• **Texto de leitura**:
OPINIÃO
A
triste sina das lojas históricas
Em
2023 fecharam 16 lojas emblemáticas de Lisboa, o pior registo dos últimos 30
anos. O que explica esta contabilidade? O que é preciso fazer para a travar a
morte de lojas importantes para a cidade?
Paulo Ferrero
28 de Janeiro de 2024, 7:06
https://www.publico.pt/2024/01/28/local/noticia/triste-sina-lojas-historicas-2077954
A crueza dos números fala por si e ilustra bem
o título acima: só em Lisboa, e vou cingir-me à minha cidade e aos meus
cálculos, fecharam perto de 100 lojas históricas desde que estamos no século
XXI, daquelas mesmo históricas, que todos conhecemos, por sermos seus clientes
como os nossos pais e avós o foram, por as admirarmos pela sua beleza e
carácter irrepetíveis, ou, simplesmente, porque sempre foram as nossas lojas de
bairro.
Com efeito, é preciso recuarmos aos idos de 70
e 80 para que os números deste século não sejam um recorde absoluto, e mesmo aí
é preciso não esquecer que só com o incêndio do Chiado, em 1988, houve uma
razia de lojas históricas nas pouco mais de duas ruas afectadas — R. Nova do
Almada e Rua do Carmo —, vendo-nos espoliados de uma assentada da Pastelaria
Ferrari, Casa Batalha, José Alexandre e por aí fora.

• **Excertos da listagem**:
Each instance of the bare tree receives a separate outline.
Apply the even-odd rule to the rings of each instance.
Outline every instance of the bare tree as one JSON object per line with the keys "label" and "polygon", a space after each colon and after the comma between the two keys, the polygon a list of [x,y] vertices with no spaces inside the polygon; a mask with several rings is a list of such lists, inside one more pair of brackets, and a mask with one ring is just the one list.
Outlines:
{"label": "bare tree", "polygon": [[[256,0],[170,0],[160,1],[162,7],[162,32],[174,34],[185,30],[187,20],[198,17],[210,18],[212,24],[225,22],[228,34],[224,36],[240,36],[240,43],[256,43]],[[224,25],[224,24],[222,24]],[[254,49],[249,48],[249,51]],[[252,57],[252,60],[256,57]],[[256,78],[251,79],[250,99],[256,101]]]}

• **Requisitos do exercício**:
Segundo o texto sobre as lojas históricas de Lisboa, quantas lojas emblemáticas fecharam na cidade em 2023?

• **Solução completa**:
Em 2023 fecharam 16 lojas emblemáticas de Lisboa, o pior registo dos últimos 30 anos.